_Passage given_.
LKML Archive on lore.kernel.org
 help / color / Atom feed
From: "Rafael J. Wysocki" <rafael@kernel.org>
To: Leo Yan <leo.yan@linaro.org>
Cc: "Rafael J. Wysocki" <rafael.j.wysocki@intel.com>,
	"Peter Zijlstra (Intel)" <peterz@infradead.org>,
	Daniel Lezcano <daniel.lezcano@linaro.org>,
	Vincent Guittot <vincent.guittot@linaro.org>,
	Linux Kernel Mailing List <linux-kernel@vger.kernel.org>,
	Linux PM <linux-pm@vger.kernel.org>
Subject: Re: [RESEND PATCH v1 1/2] cpuidle: menu: Correct the criteria for stopping tick
Date: Thu, 9 Aug 2018 22:47:17 +0200
Message-ID: <CAJZ5v0hU3Qp3ycJ=aGHtPMMC_6A+XsByYALYN22dz2VJ1Z0MgQ@mail.gmail.com> (raw)
In-Reply-To: <1533835203-5789-2-git-send-email-leo.yan@linaro.org>

On Thu, Aug 9, 2018 at 7:20 PM, Leo Yan <leo.yan@linaro.org> wrote:
> The criteria for keeping tick running is the prediction duration is less
> than TICK_USEC,

Yes, because if the predicted idle duration is less than the tick
period, stopping the tick is pointless overhead (if the governor
predicts a CPU wakeup within the tick period length range, it may as
well let the tick run, because the CPU will be woken up relatively
shortly anyway).

_Provided material_.
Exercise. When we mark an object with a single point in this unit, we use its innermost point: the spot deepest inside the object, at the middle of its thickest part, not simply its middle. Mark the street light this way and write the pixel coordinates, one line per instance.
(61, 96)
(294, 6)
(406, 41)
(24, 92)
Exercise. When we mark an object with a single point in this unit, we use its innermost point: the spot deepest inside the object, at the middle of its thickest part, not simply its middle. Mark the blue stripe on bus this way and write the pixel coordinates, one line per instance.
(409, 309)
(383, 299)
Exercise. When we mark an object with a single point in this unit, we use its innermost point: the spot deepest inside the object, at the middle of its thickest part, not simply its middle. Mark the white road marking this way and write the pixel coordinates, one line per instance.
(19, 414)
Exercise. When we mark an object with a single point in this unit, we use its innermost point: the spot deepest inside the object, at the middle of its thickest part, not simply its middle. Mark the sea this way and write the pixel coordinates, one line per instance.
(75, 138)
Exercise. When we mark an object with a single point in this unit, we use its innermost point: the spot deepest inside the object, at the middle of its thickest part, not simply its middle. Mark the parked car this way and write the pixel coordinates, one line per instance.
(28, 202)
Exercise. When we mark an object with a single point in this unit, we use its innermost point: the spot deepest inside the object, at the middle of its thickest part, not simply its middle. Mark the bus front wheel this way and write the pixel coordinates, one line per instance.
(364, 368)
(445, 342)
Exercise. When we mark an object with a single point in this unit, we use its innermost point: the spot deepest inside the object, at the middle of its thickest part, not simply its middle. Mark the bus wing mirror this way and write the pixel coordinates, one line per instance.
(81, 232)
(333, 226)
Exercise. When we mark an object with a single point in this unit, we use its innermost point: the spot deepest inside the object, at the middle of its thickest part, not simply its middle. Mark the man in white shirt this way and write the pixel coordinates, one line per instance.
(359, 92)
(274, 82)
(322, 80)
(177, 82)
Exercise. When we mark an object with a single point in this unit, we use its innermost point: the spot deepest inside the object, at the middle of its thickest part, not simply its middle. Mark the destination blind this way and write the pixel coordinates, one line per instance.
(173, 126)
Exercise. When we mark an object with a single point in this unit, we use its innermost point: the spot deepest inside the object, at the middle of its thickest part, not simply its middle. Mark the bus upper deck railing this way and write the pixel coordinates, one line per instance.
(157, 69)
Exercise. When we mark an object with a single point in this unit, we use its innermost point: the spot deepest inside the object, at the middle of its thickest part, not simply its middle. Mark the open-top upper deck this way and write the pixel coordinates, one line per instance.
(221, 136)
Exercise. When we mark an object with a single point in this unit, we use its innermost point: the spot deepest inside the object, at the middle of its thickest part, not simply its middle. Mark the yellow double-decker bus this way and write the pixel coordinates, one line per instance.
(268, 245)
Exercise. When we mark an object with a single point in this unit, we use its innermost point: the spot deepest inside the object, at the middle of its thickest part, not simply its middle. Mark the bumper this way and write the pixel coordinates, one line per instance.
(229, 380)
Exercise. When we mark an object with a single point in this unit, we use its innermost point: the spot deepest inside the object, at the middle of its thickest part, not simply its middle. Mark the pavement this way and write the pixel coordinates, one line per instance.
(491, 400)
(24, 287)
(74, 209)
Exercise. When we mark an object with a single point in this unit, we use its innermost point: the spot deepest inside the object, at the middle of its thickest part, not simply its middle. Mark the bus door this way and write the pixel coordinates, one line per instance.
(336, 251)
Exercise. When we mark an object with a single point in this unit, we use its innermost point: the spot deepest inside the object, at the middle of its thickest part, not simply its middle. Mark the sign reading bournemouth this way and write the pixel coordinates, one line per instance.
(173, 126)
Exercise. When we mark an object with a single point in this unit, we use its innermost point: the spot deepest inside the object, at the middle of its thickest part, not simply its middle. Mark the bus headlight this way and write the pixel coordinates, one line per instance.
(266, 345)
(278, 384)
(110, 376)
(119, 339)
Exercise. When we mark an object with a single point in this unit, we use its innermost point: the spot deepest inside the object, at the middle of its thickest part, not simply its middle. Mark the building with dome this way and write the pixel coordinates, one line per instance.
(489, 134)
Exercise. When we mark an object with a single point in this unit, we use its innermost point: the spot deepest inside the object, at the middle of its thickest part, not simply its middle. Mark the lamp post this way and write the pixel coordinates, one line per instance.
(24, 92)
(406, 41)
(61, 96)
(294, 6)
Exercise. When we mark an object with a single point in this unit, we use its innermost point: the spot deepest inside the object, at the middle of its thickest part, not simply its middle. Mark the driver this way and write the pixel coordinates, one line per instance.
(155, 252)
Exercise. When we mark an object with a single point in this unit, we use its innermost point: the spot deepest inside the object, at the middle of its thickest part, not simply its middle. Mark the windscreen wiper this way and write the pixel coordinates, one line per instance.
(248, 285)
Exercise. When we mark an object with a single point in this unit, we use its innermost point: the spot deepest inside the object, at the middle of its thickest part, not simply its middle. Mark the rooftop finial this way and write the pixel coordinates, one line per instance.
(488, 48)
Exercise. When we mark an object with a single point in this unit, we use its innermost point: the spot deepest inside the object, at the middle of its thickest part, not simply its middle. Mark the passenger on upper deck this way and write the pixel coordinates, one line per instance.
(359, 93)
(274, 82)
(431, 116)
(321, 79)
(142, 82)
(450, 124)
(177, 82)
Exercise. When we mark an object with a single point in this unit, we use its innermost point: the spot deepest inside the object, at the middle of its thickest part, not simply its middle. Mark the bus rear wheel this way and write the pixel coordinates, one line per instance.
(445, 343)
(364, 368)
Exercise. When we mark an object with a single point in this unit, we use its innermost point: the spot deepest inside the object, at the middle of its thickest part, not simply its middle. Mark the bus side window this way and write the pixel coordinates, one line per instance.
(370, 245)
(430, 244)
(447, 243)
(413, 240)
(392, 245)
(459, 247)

_Given exercise 1_. According to the cpuidle email, what does stopping the tick amount to when the predicted idle duration is less than the tick period?
_Given exercise 2_. Pick out every line of the listing that contains the string "open".
The cpuidle email and the listing come from unrelated sources.

_Correct output 1_. It is pointless overhead.

_Correct output 2_.
Exercise. When we mark an object with a single point in this unit, we use its innermost point: the spot deepest inside the object, at the middle of its thickest part, not simply its middle. Mark the open-top upper deck this way and write the pixel coordinates, one line per instance.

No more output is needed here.